▶ **Aim**: Copy the items below, putting "occurrence" in place of each "instance" and keeping everything else the same.

····················

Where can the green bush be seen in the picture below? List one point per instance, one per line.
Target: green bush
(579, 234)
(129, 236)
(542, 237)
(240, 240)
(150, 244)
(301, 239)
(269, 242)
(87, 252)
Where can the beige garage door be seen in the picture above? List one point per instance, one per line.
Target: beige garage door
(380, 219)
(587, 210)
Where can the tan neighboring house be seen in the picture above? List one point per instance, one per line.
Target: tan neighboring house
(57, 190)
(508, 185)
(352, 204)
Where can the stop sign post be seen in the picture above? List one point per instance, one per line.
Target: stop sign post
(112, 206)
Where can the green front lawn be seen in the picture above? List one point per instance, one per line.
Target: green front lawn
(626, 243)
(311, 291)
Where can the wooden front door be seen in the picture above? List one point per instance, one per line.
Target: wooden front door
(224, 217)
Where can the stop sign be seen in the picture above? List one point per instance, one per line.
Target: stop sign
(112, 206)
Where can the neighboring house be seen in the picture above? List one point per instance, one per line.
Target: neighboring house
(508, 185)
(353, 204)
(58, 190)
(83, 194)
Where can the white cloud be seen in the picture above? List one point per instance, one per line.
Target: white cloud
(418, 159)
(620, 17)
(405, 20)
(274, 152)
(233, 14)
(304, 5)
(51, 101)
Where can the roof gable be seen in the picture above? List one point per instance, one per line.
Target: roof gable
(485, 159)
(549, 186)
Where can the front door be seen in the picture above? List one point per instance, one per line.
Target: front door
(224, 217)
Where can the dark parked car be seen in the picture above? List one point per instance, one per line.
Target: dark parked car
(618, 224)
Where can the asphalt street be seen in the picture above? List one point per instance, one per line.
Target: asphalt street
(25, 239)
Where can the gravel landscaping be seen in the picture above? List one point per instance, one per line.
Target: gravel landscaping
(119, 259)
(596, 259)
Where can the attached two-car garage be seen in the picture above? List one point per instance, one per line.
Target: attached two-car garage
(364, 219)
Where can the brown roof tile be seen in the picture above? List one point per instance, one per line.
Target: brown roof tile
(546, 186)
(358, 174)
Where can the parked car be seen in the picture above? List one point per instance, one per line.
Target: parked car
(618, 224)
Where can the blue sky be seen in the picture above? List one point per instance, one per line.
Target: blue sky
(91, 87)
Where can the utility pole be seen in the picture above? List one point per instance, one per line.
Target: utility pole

····················

▶ **Exercise response**:
Where can the green bush be seen in the picture below? List one point per occurrence, one per line.
Target: green bush
(579, 234)
(129, 236)
(542, 237)
(240, 240)
(150, 244)
(301, 239)
(269, 242)
(87, 252)
Where can the beige garage door be seen in the picture above? List one point per occurrence, one per line.
Target: beige garage door
(380, 219)
(587, 210)
Where can the tan neighboring house be seen in the picture above? List one point per occurrence, one per line.
Target: tan neighboring house
(57, 190)
(508, 185)
(352, 204)
Where can the stop sign post be seen in the picture above? List one point per occurrence, one per line.
Target: stop sign post
(112, 206)
Where can the green front lawn be seen in the picture above? List one point per occurrence, one per line.
Target: green front lawn
(626, 243)
(311, 291)
Where can the wooden front door be seen in the picture above? List one point per occurrence, one per line.
Target: wooden front door
(224, 217)
Where can the stop sign be seen in the picture above? List one point per occurrence, one per line.
Target: stop sign
(112, 206)
Where can the neighboring house be seen in the picture above? List one point per occurrence, one per line.
Target: neighboring house
(508, 185)
(353, 204)
(58, 190)
(83, 194)
Where can the white cloud be seen in the picture above? List one point per occurrence, one per line.
Target: white cloud
(418, 159)
(620, 17)
(405, 20)
(274, 152)
(233, 14)
(304, 5)
(51, 101)
Where can the roof gable be seen in the picture above? List one point per occurrence, one per line.
Target: roof gable
(485, 159)
(549, 186)
Where can the front door be seen in the picture above? List one point per occurrence, one per line.
Target: front door
(224, 217)
Where can the dark parked car be seen in the picture above? List one point per occurrence, one per line.
Target: dark parked car
(618, 224)
Where can the asphalt street be seen in the picture above? List one point per occurrence, one per line.
Target: asphalt street
(25, 239)
Where can the gravel landscaping be seen in the picture above? List one point per occurrence, one per line.
Target: gravel landscaping
(119, 259)
(596, 259)
Where can the attached two-car garage be seen in the picture above? List one point per occurrence, one per line.
Target: attached two-car garage
(364, 219)
Where can the brown roof tile be seen in the picture above? List one point per occurrence, one per line.
Target: brown roof tile
(546, 186)
(358, 174)
Where can the parked car be seen in the picture above? List one point per occurrence, one per line.
Target: parked car
(618, 224)
Where can the blue sky be seen in the picture above? List one point per occurrence, one per line.
Target: blue sky
(91, 87)
Where can the utility pole be seen in the picture above? List one point per occurrence, one per line.
Target: utility pole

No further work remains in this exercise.